══ Materials provided ══

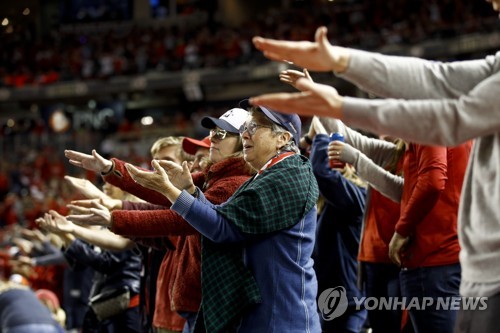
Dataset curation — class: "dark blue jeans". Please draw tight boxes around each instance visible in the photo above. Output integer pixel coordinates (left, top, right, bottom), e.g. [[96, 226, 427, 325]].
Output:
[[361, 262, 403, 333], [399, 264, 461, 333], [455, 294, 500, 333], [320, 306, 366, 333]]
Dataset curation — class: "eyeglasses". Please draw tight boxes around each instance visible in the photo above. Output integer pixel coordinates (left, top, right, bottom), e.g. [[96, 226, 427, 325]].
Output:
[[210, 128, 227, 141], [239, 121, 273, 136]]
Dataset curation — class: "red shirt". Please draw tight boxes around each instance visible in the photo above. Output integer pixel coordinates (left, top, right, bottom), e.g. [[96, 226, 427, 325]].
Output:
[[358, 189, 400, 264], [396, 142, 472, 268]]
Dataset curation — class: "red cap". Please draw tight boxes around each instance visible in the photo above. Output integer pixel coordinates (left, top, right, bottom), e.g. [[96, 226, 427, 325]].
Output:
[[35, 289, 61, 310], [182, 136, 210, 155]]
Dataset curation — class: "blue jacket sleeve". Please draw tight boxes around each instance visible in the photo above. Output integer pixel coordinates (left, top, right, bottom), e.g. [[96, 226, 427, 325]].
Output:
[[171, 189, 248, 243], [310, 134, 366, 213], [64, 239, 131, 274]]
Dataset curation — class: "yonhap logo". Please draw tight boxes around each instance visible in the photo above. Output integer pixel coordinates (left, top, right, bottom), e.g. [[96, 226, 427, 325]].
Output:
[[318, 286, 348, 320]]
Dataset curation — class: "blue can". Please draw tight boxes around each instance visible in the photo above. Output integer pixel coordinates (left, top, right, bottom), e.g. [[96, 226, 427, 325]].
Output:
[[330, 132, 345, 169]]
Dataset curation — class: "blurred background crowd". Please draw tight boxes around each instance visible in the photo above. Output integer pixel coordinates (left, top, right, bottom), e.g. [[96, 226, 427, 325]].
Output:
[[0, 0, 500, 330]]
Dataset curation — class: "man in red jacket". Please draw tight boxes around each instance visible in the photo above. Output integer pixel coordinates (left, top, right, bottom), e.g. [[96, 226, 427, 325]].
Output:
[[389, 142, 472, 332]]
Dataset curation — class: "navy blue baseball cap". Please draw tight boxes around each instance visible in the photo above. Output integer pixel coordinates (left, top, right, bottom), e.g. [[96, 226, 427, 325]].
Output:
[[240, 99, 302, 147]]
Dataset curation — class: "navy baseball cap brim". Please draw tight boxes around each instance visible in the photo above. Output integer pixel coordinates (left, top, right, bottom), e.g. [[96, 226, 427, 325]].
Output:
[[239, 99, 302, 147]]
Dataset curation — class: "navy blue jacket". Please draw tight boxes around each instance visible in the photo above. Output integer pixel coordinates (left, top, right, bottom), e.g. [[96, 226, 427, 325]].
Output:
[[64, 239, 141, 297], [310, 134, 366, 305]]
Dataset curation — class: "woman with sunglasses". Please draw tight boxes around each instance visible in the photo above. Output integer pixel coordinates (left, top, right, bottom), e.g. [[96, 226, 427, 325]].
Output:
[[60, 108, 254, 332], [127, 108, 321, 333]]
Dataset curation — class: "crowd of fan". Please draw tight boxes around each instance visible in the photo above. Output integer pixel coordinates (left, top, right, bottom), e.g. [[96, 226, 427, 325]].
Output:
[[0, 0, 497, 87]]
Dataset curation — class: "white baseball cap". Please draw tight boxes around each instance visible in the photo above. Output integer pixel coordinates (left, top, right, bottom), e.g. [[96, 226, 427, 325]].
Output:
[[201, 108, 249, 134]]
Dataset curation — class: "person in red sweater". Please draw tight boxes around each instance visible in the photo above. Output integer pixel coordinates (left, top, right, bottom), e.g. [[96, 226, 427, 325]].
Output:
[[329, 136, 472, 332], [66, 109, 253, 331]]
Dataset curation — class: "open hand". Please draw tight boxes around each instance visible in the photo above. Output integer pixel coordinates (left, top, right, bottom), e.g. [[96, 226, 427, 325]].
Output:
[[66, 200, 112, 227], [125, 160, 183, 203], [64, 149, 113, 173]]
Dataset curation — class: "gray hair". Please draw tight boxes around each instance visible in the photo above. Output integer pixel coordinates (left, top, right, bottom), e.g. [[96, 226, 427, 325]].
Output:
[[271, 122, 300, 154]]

═══

# Task brief:
Turn all the lines above into a two-column CSV with the headers "instruction" and "output," giving one row for each instruction and its answer. Put each value in a single quoted field, replace line breaks with spaces, and omit the pictures.

# Finished exercise:
instruction,output
"Dataset curation — class: ""dark blue jeans"". Please draw tight boxes around each instance visible in the photo above. Output integer pixel coordinates (left, top, right, bottom), e.g. [[96, 226, 427, 325]]. Output:","[[361, 262, 403, 333], [399, 264, 461, 333], [455, 294, 500, 333], [320, 306, 366, 333]]"
"Dataset curation — class: ""eyeglasses"". Please draw tight boxes around each instance visible in the photo above. Output integer pixel coordinates (left, top, right, bottom), e.g. [[96, 226, 427, 325]]. Output:","[[210, 128, 227, 141], [239, 121, 273, 136]]"
"Dataset curation — class: ""red shirt"". Please draw tight boxes around each instance visible in the photo above. Output integer pixel coordinates (left, top, right, bottom), e.g. [[96, 226, 427, 325]]. Output:","[[358, 189, 400, 264], [396, 142, 472, 268]]"
"Dataset curation — class: ""red cap"". Please draw tight boxes around each instance visible in the photo above. Output integer pixel coordinates (left, top, right, bottom), e.g. [[96, 226, 427, 325]]. Output:","[[35, 289, 61, 310], [182, 136, 210, 155]]"
"Dataset curation — class: ""blue jacket sleeve"". Please draw tight boxes around each instance visible in the photo above. Output integer pixel coordinates (left, top, right, bottom), e.g. [[96, 226, 427, 325]]. Output:","[[171, 189, 248, 243], [310, 134, 366, 213], [64, 239, 131, 274]]"
"Dataset curation — class: ""yonhap logo"". Please draw tight boxes around each instance visible in the photo above. Output integer pixel coordinates (left, top, right, bottom), e.g. [[96, 226, 427, 325]]. Output:","[[318, 286, 348, 320]]"
"Dataset curation — class: ""blue can"". Please draw tight boxes around each instance visible in the photo above. Output integer pixel coordinates (left, top, right, bottom), e.g. [[96, 226, 427, 325]]. Output:","[[330, 132, 345, 169]]"
"Dataset curation — class: ""blurred background crowd"". Please draw tight boxes around each instance visible in the photo above. Output integer pixel coordinates (left, top, right, bottom), e.g. [[96, 226, 427, 325]]. Output:","[[0, 0, 500, 330]]"
"Dataset curation — class: ""man in red jacket"". Please draw tight boxes around each instance visible in the photo above. Output integer pixel coordinates (left, top, right, bottom), e.g. [[96, 226, 427, 325]]. Output:","[[389, 142, 472, 332]]"
"Dataset curation — class: ""navy blue baseball cap"". Please draw tight boxes around each instance visible in the photo above. Output integer pixel coordinates (left, top, right, bottom), e.g. [[96, 226, 427, 325]]. Output:","[[240, 99, 302, 147]]"
"Dataset curation — class: ""navy baseball cap brim"". Please draw tight boxes around each instance visible in the photo above. Output integer pixel coordinates (left, top, right, bottom), e.g. [[96, 226, 427, 325]]. Output:","[[239, 99, 302, 147]]"
"Dataset curation — class: ""navy blue jacket"". Please draw tight boxes around each instance visible in the photo above. Output integer pixel coordinates (left, top, right, bottom), e.g. [[96, 226, 427, 325]]. Output:","[[64, 239, 141, 297], [310, 134, 366, 305]]"
"Dataset curation — class: ""woman with sunglasses"". Please draw tight boxes around each instance visible in the photo above. Output integer pixel coordinates (left, top, right, bottom), e.g. [[96, 226, 427, 325]]. Output:","[[60, 108, 254, 332], [127, 108, 321, 333]]"
"Dataset curation — class: ""crowd of fan"". Please draw tight boxes around each instance visible in the photo above. Output integer pixel coordinates (left, top, right, bottom), e.g. [[96, 226, 427, 325]]. Output:","[[0, 0, 497, 87]]"
"Dataset curation — class: ""white baseball cap"". Please draw tight boxes around each instance visible in the photo above. Output integer pixel coordinates (left, top, right, bottom), e.g. [[96, 226, 427, 325]]. Output:","[[201, 108, 249, 134]]"
"Dataset curation — class: ""person in red sweater"". Please draw tight boxes around each instance visible in the photo above. Output integer pixel coordinates (left, top, right, bottom), e.g. [[96, 226, 427, 325]]. Output:","[[329, 136, 472, 332], [66, 109, 253, 331]]"
"Dataset curation — class: ""open hand"". Please draw tight boxes around each instance visible in the photo above. Output integer pixel coordinates (left, top, right, bottom), e.g. [[96, 226, 427, 325]]. Output:","[[66, 200, 112, 227], [125, 160, 183, 203], [64, 149, 113, 173]]"
"Dataset curation — class: ""gray hair"". Please draw tight boxes around each instance visible in the photo above. Output integer pixel coordinates (left, top, right, bottom), e.g. [[96, 226, 427, 325]]. Output:","[[271, 122, 300, 154]]"